What is required: Every record must be written out once more, with nothing added or omitted.

**** Provided material ****

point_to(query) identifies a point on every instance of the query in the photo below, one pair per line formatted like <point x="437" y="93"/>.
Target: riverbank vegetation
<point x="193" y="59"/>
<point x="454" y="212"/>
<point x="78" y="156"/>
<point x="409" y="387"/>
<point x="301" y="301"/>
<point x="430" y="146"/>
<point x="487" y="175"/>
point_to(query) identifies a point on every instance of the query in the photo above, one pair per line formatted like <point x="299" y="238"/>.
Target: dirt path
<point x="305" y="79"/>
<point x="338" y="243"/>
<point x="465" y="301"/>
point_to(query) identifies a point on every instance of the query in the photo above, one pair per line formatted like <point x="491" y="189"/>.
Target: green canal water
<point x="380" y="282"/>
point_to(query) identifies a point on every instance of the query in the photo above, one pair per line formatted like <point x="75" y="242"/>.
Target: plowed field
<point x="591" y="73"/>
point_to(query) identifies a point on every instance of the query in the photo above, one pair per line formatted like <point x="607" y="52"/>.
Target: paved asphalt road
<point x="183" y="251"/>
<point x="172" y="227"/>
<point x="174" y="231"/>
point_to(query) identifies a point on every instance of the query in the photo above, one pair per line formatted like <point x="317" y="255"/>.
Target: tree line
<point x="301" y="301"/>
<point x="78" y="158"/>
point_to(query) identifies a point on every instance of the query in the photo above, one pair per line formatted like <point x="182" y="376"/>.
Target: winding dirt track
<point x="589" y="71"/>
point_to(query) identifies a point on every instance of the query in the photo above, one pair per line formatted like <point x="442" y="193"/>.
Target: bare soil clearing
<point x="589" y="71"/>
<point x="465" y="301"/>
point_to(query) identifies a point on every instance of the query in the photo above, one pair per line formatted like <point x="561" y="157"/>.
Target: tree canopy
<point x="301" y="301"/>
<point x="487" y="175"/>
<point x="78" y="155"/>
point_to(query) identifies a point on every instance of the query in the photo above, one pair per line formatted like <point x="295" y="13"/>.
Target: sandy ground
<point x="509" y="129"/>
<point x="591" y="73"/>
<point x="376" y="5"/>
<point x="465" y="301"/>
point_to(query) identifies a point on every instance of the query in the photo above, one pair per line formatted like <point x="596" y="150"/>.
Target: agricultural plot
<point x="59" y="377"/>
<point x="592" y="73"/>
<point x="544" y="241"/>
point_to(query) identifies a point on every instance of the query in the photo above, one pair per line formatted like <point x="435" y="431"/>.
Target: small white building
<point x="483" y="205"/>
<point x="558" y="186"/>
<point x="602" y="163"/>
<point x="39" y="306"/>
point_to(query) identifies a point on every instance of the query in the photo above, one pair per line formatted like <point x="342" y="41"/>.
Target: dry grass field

****

Solution to this exercise:
point_to(query) identifies a point on every instance of the query in the photo below, one pair per line formatted like <point x="437" y="93"/>.
Target: riverbank vegetation
<point x="193" y="59"/>
<point x="454" y="212"/>
<point x="78" y="156"/>
<point x="409" y="387"/>
<point x="301" y="301"/>
<point x="430" y="146"/>
<point x="487" y="175"/>
point_to(query) identifies a point on every instance of the query in the photo above, one pair per line formatted like <point x="299" y="238"/>.
Target: dirt path
<point x="305" y="79"/>
<point x="338" y="243"/>
<point x="465" y="301"/>
point_to(query) identifies a point on every instance of the query in the photo above, one pair per line formatted like <point x="491" y="189"/>.
Target: green canal water
<point x="380" y="282"/>
point_to(query) identifies a point on every instance of the query in the photo above, one pair per line formatted like <point x="75" y="242"/>.
Target: plowed field
<point x="591" y="73"/>
point_to(query) identifies a point on every instance of the query in the photo above, one pair per line formatted like <point x="607" y="52"/>.
Target: paved asphalt road
<point x="183" y="251"/>
<point x="172" y="227"/>
<point x="174" y="231"/>
point_to(query) identifies a point on every instance of the query in the photo above, one pair per line formatted like <point x="317" y="255"/>.
Target: tree line
<point x="301" y="301"/>
<point x="78" y="158"/>
point_to(query) identifies a point on every instance of the query in the photo above, one pair per line formatted like <point x="182" y="376"/>.
Target: winding dirt track
<point x="589" y="71"/>
point_to(query) identifies a point on every instance of the query in the photo above, one pair per line formatted like <point x="442" y="193"/>.
Target: bare soil clearing
<point x="589" y="71"/>
<point x="465" y="301"/>
point_to(query) identifies a point on every instance of the query in the photo above, one pair per line formatted like <point x="561" y="157"/>.
Target: tree canopy
<point x="301" y="301"/>
<point x="487" y="175"/>
<point x="78" y="155"/>
point_to(query) identifies a point on every instance of the query in the photo above, one pair per line formatted like <point x="295" y="13"/>.
Target: sandy ground
<point x="509" y="129"/>
<point x="591" y="73"/>
<point x="376" y="5"/>
<point x="465" y="301"/>
point_to(query) identifies a point on every instance of the query in the photo above, one pair per line formatted like <point x="596" y="150"/>.
Target: agricultural plot
<point x="59" y="377"/>
<point x="592" y="73"/>
<point x="544" y="241"/>
point_to(query) identifies a point on every instance of the query in the photo above, one pair per line formatted like <point x="435" y="431"/>.
Target: small white building
<point x="483" y="205"/>
<point x="558" y="186"/>
<point x="602" y="163"/>
<point x="39" y="306"/>
point_to(query) identifies a point on every instance of the query in the photo above, one pair per line formatted like <point x="342" y="41"/>.
Target: dry grass field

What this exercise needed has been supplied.